[Actions to take]:
**1)** From the page on courses and open positions, copy out the passage from "Courses currently taught" to "other radiochemical applications.".
**2)** Translate into Spanish this sentence from the page on courses and open positions: "The new positions are usually announced on the Subatech web page."
**3)** Carry on the page on courses and open positions from the point where it stops.

Courses currently taught

2010 - present Integrated Nuclear Engineering Project in the framework of the SNEAM International MS program at the Institut Mines-Télécom Atlantique (former Ecole des Mines de Nantes). The combined lecture/discussion/practicum course is focused on molecular-level understanding and modeling of the physical and chemical processes and phenomena related to the technologies of geological nuclear waste disposal and other radiochemical applications.
2016 - present Computational Molecular Modeling of Materials and Interfaces: 3MPL140 theoretical and 3MPL240 practical PhD level courses within the joint Doctoral School 3M - "Matter, Molecules, and Materials" of the ComUE Université Bretagne Loire.
2016 - present Computational Molecular Modeling of Nanostructured Materials and Interfaces: Lecture course within the International MS Program Nano-Science and Nano-Technology for Civil Engineering at the Polytech Lille (University of Lille 1).



New PhD and postdoctoral positions are available from time to time in our team in the area of atomistic computer simulations of materials and processes related to geological disposal of radioactive waste and other geochemical, environmental, and materials science applications. The new positions are usually announced on the Subatech web page. Informal inquiries can also be sent to the address above .

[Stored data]
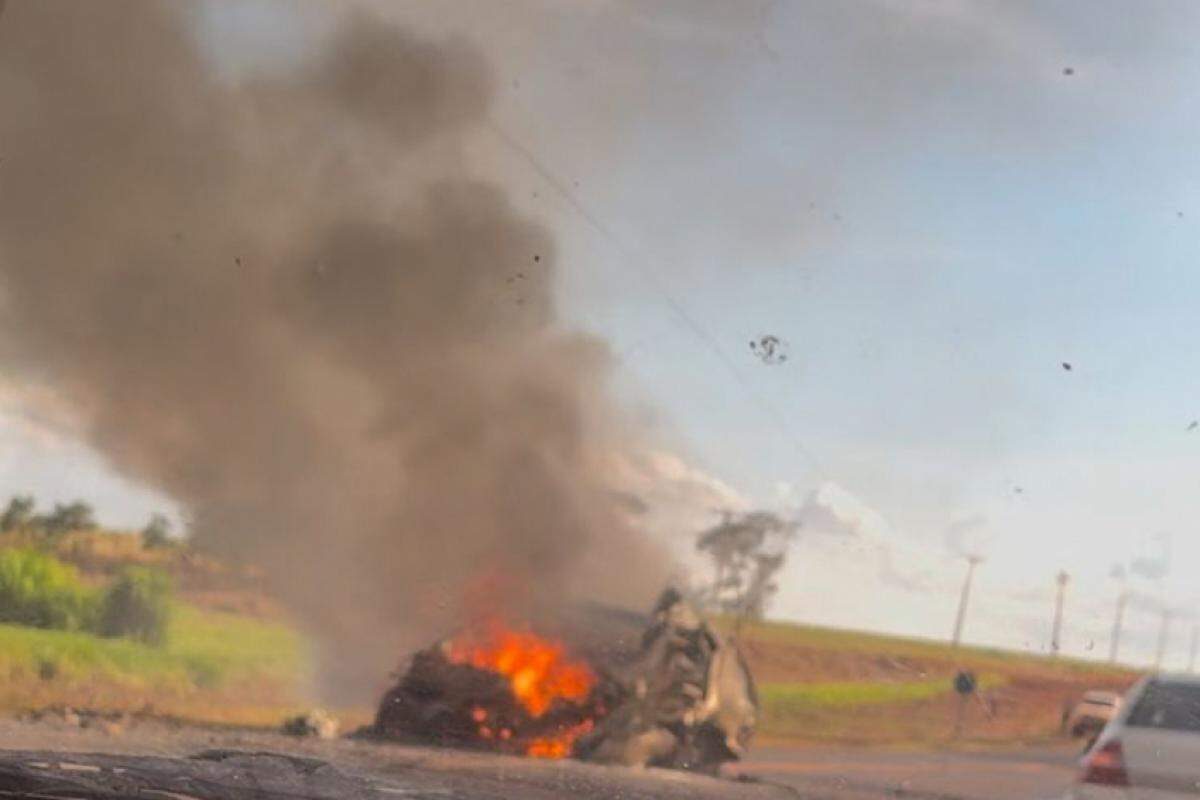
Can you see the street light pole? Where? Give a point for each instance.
(972, 563)
(1115, 645)
(1162, 639)
(1062, 578)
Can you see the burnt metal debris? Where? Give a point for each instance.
(689, 701)
(684, 699)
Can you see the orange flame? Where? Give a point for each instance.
(558, 746)
(539, 673)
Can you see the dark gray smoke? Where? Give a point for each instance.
(285, 305)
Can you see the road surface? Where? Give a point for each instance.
(867, 774)
(397, 770)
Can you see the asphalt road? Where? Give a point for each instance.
(775, 773)
(867, 774)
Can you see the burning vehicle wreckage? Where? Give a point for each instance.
(684, 698)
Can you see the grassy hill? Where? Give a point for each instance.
(232, 656)
(832, 686)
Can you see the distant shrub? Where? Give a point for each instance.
(41, 591)
(137, 605)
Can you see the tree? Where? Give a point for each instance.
(156, 534)
(748, 551)
(18, 513)
(72, 516)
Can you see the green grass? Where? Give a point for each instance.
(790, 698)
(930, 650)
(205, 651)
(785, 698)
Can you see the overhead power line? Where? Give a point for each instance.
(641, 264)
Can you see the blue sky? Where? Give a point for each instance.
(933, 216)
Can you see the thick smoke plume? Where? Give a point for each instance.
(285, 305)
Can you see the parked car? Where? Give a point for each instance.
(1151, 749)
(1092, 713)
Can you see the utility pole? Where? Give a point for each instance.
(972, 563)
(1115, 645)
(1062, 578)
(1162, 639)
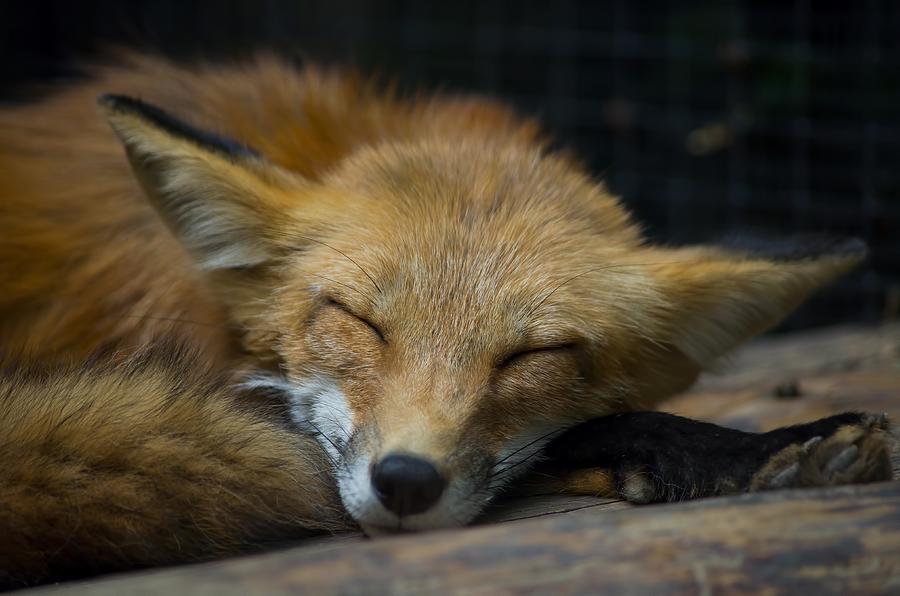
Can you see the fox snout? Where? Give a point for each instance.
(406, 484)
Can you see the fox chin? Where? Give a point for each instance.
(423, 290)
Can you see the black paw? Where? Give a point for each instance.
(854, 453)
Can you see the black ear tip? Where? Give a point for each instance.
(797, 247)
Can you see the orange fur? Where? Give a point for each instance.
(444, 223)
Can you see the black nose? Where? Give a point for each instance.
(407, 485)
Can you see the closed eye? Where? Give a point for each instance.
(367, 322)
(516, 357)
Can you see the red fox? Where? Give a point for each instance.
(305, 302)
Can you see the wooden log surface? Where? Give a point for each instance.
(839, 540)
(825, 541)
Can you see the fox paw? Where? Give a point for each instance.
(854, 453)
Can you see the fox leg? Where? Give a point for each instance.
(646, 457)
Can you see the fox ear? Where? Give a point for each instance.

[Answers for the tasks]:
**1)**
Courses currently taught

2010 - present Integrated Nuclear Engineering Project in the framework of the SNEAM International MS program at the Institut Mines-Télécom Atlantique (former Ecole des Mines de Nantes). The combined lecture/discussion/practicum course is focused on molecular-level understanding and modeling of the physical and chemical processes and phenomena related to the technologies of geological nuclear waste disposal and other radiochemical applications.

**2)** Las nuevas plazas suelen anunciarse en la página web de Subatech.

**3)**
All applicants are expected to have a strong background in physics, chemistry, chemical engineering, materials science, or other related field, a good knowledge of computational chemistry, experience with ab initio and classical MD simulations, and a strong interest in the application of these atomistic modeling techniques to study fundamental properties of technologically, environmentally and geochemically important materials.

PhD students are usually supported for 3 years to work towards their Ph.D. degree in Physics or Chemistry within the joint Doctoral School 3M - "Matter, Molecules, and Materials" of the ComUE Université Bretagne Loire .